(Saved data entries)
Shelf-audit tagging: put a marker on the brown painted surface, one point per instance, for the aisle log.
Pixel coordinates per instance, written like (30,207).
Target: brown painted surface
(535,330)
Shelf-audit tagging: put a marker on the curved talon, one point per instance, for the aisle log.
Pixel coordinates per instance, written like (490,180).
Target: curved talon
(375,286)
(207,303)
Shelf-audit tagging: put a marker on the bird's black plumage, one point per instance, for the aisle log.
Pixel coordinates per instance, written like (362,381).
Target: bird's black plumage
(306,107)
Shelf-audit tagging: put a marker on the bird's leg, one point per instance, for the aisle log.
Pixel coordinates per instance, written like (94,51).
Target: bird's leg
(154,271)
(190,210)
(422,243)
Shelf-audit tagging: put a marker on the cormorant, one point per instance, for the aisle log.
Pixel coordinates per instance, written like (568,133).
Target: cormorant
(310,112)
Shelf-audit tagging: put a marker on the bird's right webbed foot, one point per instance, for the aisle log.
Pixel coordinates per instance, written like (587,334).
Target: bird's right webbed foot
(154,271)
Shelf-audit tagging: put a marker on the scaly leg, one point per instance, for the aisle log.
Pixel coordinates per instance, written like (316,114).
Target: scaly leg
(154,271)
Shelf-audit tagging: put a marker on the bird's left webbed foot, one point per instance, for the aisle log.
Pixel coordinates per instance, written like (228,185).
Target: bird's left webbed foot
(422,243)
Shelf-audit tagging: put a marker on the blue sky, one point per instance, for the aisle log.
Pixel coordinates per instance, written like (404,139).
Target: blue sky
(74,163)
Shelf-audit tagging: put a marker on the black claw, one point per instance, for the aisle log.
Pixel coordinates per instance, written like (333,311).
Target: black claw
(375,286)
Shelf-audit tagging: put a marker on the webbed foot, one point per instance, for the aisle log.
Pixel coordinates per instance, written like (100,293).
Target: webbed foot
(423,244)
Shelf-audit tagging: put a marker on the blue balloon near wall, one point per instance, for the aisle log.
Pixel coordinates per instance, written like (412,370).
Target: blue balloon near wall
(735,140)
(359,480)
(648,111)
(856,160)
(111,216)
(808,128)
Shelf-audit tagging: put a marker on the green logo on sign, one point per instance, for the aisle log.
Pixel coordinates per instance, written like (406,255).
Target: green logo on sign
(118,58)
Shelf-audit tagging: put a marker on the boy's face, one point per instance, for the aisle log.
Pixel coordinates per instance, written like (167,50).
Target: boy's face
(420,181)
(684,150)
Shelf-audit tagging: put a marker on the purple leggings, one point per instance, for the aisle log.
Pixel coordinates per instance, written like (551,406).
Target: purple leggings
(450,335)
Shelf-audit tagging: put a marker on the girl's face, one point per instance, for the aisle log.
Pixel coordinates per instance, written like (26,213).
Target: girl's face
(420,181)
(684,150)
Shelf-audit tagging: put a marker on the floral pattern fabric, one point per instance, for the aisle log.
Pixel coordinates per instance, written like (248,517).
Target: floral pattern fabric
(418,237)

§ **Exercise prompt**
Give back every line of the data exactly as it was written.

§ **Your solution**
Shelf-audit tagging: put a marker on the brown painted surface, one point per instance, for the aisle log.
Pixel coordinates per instance, written like (30,207).
Target: brown painted surface
(535,330)
Shelf-audit tagging: put a marker on the curved talon, one point per instance, for the aisle log.
Pixel coordinates per instance, written like (490,180).
Target: curved talon
(375,286)
(207,303)
Shelf-audit tagging: put a marker on the bird's black plumage, one point per instance, for the aisle log.
Pixel coordinates per instance, written like (362,381).
Target: bird's black plumage
(306,107)
Shelf-audit tagging: put a marker on the bird's leg, one point per instance, for the aisle log.
Pixel coordinates per instance, written like (94,51).
Target: bird's leg
(154,271)
(190,210)
(422,243)
Shelf-audit tagging: put a marker on the cormorant, one point per instance, for the aisle log.
Pixel coordinates per instance, written like (568,133).
Target: cormorant
(310,112)
Shelf-audit tagging: put a marker on the bird's right webbed foot, one point per instance, for the aisle log.
Pixel coordinates per instance, written like (587,334).
Target: bird's right webbed foot
(154,271)
Shelf-audit tagging: put a marker on the scaly leg, one point per instance, for the aisle log.
Pixel coordinates per instance, written like (316,114).
Target: scaly leg
(154,271)
Shelf-audit tagging: put a marker on the bird's left webbed foot, one point per instance, for the aisle log.
Pixel coordinates per instance, written like (228,185).
Target: bird's left webbed foot
(422,243)
Shelf-audit tagging: put a marker on the blue sky, one point per instance, for the aisle log.
Pixel coordinates per instance, written like (404,139).
Target: blue sky
(74,163)
Shelf-audit tagging: put a marker on the black claw, one point per instance, for the aisle log.
Pixel coordinates per instance, written like (333,311).
Target: black claw
(375,286)
Shelf-audit tagging: put a marker on the webbed foot, one point per instance, for the aisle log.
Pixel coordinates per instance, written like (100,293).
Target: webbed foot
(423,244)
Shelf-audit tagging: put a marker on the blue balloon near wall, one point per instance, for the aisle log.
Pixel coordinates per instance, written like (412,370).
Target: blue balloon near wall
(735,140)
(359,480)
(648,111)
(856,160)
(111,216)
(808,128)
Shelf-audit tagging: put a marker on the green logo on sign, one point per instance, for the aisle log.
Pixel coordinates per instance, written like (406,255).
Target: green logo on sign
(118,58)
Shelf-audit tagging: put a marker on the boy's face, one point per instance, for the aisle log.
Pixel coordinates per instance, written like (167,50).
Target: boy's face
(420,181)
(684,150)
Shelf-audit tagging: put a marker on the purple leggings, one point per instance, for the aisle log.
Pixel coordinates per instance, written like (551,406).
Target: purple leggings
(450,335)
Shelf-audit tagging: put a marker on the girl's face, one point per instance, for the aisle log.
Pixel coordinates per instance, written like (26,213).
Target: girl's face
(420,181)
(684,150)
Shelf-audit tagging: put a marker on the floral pattern fabric, one point per instance, for the aisle log.
Pixel coordinates per instance, written like (248,517).
Target: floral pattern fabric
(418,237)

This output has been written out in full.